## TEXTE CHOISI
────────────────
Observations du Gouvernement sur la loi relative à la transition énergétique pour la croissance verte

JurisdictionFrance
Publication au Gazette officielJORF n°0189 du 18 août 2015
Record NumberJORFTEXT000031047039
CourtCONSEIL CONSTITUTIONNEL
Date de publication18 août 2015


Le Conseil constitutionnel a été saisi par plus de soixante députés et soixante sénateurs de recours dirigés contre la loi relative à la transition énergétique pour la croissance verte.
Ces recours appellent, de la part du Gouvernement, les observations suivantes.


I. - Sur la procédure d'adoption


A. - Les sénateurs requérants soutiennent que la loi a été adoptée à l'issue d'une procédure irrégulière en raison de l'absence de vote au sein de la commission mixte paritaire.
B. - La procédure a été régulière et le constat de l'absence de texte commun apparaît bien au compte rendu officiel.
Le Conseil constitutionnel contrôle, conformément aux dispositions de l'article 45 de la Constitution, si la commission mixe paritaire est parvenue ou non à l'adoption d'un texte commun.
Ainsi, lorsque la commission ne s'accorde ni sur la rédaction, ni sur la suppression d'une des dispositions restant en discussion, elle doit être regardée comme n'étant pas parvenue, au sens du quatrième alinéa de l'article 45, « à l'adoption d'un texte commun ». Et dans un tel cas, le président de la commission mixte ne méconnaît pas les règles constitutionnelles régissant la procédure législative en concluant à l'échec de la commission mixte paritaire (décision n° 2001-454 DC, cons. 2 et 4.).
En revanche, le Conseil constitutionnel n'examine pas la succession des votes durant la réunion d'une commission mixte paritaire (décision n° 2010-618 DC, cons. 2, 5 et 10).
────────────────
## DONNÉES FOURNIES

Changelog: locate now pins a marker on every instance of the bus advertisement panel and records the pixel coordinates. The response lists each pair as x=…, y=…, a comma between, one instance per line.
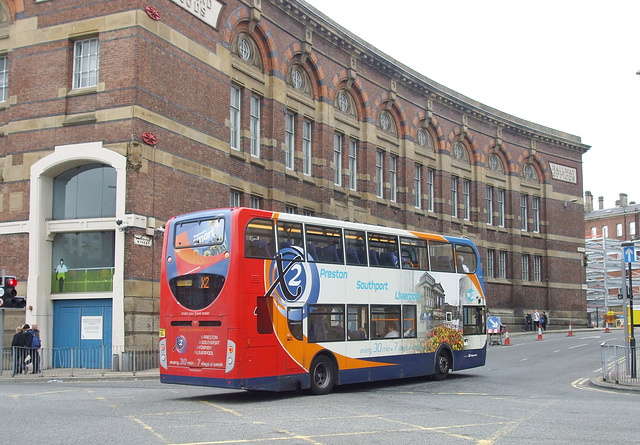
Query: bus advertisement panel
x=261, y=300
────────────────
## EXERCICES
1 - Relevez tous les considérants cités dans les observations du Gouvernement, en indiquant pour chacun la décision dont il relève.
2 - Extrayez des observations du Gouvernement le passage qui s'ouvre sur les mots contenant « I. - Sur la » et se ferme sur « d'un texte commun. ».
Le matériel forme un ensemble distinct du texte.

## CORRIGÉ PAR EXERCICE
1 -
- Considérant 2 de la décision n° 2001-454 DC
- Considérant 4 de la décision n° 2001-454 DC
- Considérant 2 de la décision n° 2010-618 DC
- Considérant 5 de la décision n° 2010-618 DC
- Considérant 10 de la décision n° 2010-618 DC

2 -
I. - Sur la procédure d'adoption


A. - Les sénateurs requérants soutiennent que la loi a été adoptée à l'issue d'une procédure irrégulière en raison de l'absence de vote au sein de la commission mixte paritaire.
B. - La procédure a été régulière et le constat de l'absence de texte commun apparaît bien au compte rendu officiel.
Le Conseil constitutionnel contrôle, conformément aux dispositions de l'article 45 de la Constitution, si la commission mixe paritaire est parvenue ou non à l'adoption d'un texte commun.